[Extracted records]

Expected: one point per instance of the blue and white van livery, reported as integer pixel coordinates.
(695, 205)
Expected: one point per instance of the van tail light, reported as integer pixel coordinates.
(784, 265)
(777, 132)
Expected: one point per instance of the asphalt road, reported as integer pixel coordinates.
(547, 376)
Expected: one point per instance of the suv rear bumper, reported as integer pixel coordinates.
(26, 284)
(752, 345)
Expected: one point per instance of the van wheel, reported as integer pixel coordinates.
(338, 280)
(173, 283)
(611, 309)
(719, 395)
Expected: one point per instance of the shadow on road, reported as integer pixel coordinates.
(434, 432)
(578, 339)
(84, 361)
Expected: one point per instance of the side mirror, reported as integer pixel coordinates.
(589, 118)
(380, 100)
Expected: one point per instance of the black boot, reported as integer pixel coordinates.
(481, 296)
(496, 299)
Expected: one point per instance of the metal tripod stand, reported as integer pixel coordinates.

TO DO - Please retype exactly the line containing "Expected: one point per instance of the suv" and each line after it to the end of the records, and nothing more.

SOLUTION TO THE EXERCISE -
Expected: one point per instance of the suv rear bumper, reported as integer pixel coordinates.
(26, 284)
(752, 345)
Expected: one point per instance of the van wheel, reported as integer pixel coordinates.
(338, 280)
(173, 283)
(611, 309)
(719, 395)
Expected: one point per instance of the shadow on road, reported as integer pixel coordinates.
(434, 432)
(578, 339)
(84, 361)
Expected: one point per instance of the side mirror, reported as integer pixel coordinates.
(589, 118)
(380, 100)
Expected: one point per instance of the black boot, reported as integer pixel coordinates.
(481, 296)
(496, 299)
Expected: one point per instance of the metal tripod stand, reported as integer pixel coordinates.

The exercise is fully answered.